PODANY FRAGMENT:
Silesia Flesz najnowsze informacjeTVS VIDEO

Kolejne biblioteki plenerowe w Gliwicach WIDEO

W Gliwicach pojawiły się kolejne biblioteki plenerowe. Mają zachęcać do czytania, ale też do wymiany książek. To pomysł mieszkańców, którzy wybrali go w głosowaniu do Gliwickiego Budżetu Obywatelskiego.

 

Mieszkańcy Gliwic mają do dyspozycji kolejne biblioteczki plenerowe. Od niedawna takie trzy drewniane budki stoją na osiedlu Sikornik.

-Mieszkańcy i nie tylko mieszkańcy Gliwic mogą do tych budek wkładać książki już przez siebie przeczytane, inni z nich skorzystać. Oczywiście liczymy na to i zawsze to się podkreśla, żeby nie zostawały już na czyjejś półce domowej, tylko po przeczytaniu dalej ruszyły w świat. Oprócz promocji czytelnictwa jest to też proekologiczne działanie. Nie kupujemy, tylko czytamy i wymieniamy się tymi, które są już w obiegu – mówi Karolina Huk, Miejska Biblioteka Publiczna w Gliwicach.

Pozycje ze źródła danych:
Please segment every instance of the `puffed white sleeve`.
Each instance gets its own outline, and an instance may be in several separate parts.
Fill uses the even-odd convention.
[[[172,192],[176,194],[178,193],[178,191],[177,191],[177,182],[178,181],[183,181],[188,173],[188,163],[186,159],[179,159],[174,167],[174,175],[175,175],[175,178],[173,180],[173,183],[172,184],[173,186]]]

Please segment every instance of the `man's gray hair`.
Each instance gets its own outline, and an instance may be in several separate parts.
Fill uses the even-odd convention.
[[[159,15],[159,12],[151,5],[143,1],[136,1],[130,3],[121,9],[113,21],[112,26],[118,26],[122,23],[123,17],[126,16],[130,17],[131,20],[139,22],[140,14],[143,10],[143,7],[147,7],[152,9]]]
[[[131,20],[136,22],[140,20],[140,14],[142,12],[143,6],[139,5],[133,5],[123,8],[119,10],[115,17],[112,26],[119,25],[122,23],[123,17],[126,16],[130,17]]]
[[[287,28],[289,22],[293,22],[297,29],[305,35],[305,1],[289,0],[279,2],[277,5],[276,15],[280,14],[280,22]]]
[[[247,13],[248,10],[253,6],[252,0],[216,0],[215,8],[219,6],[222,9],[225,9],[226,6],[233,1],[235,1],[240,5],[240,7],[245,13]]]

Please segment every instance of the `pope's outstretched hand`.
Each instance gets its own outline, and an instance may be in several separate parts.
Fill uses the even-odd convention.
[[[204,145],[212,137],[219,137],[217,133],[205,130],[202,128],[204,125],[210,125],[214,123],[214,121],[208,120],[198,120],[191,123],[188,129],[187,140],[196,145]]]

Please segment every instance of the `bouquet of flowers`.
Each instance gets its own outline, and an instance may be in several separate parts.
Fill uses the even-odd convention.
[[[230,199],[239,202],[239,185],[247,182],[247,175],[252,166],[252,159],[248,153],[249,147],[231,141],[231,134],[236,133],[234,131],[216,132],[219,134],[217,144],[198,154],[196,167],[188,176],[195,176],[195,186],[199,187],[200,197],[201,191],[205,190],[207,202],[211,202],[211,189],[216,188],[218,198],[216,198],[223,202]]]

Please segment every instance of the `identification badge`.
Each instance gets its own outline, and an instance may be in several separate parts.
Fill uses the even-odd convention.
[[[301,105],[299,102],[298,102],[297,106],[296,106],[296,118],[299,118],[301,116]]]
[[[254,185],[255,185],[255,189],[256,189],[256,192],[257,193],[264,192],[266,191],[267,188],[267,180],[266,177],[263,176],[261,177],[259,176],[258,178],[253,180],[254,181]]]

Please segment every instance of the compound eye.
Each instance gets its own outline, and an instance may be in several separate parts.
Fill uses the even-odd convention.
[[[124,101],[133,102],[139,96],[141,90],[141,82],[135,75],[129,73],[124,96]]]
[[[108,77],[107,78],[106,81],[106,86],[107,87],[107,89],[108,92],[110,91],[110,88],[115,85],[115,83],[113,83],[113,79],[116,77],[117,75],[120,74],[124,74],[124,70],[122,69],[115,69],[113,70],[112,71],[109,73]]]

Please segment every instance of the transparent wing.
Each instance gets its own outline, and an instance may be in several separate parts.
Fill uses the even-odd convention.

ZADANIE:
W tekście o bibliotekach plenerowych zmień „drewniane” na „metalowe” i przepisz całość od słów „W Gliwicach pojawiły” aż do „Publiczna w Gliwicach.”.

ODPOWIEDŹ:
W Gliwicach pojawiły się kolejne biblioteki plenerowe. Mają zachęcać do czytania, ale też do wymiany książek. To pomysł mieszkańców, którzy wybrali go w głosowaniu do Gliwickiego Budżetu Obywatelskiego.

 

Mieszkańcy Gliwic mają do dyspozycji kolejne biblioteczki plenerowe. Od niedawna takie trzy metalowe budki stoją na osiedlu Sikornik.

-Mieszkańcy i nie tylko mieszkańcy Gliwic mogą do tych budek wkładać książki już przez siebie przeczytane, inni z nich skorzystać. Oczywiście liczymy na to i zawsze to się podkreśla, żeby nie zostawały już na czyjejś półce domowej, tylko po przeczytaniu dalej ruszyły w świat. Oprócz promocji czytelnictwa jest to też proekologiczne działanie. Nie kupujemy, tylko czytamy i wymieniamy się tymi, które są już w obiegu – mówi Karolina Huk, Miejska Biblioteka Publiczna w Gliwicach.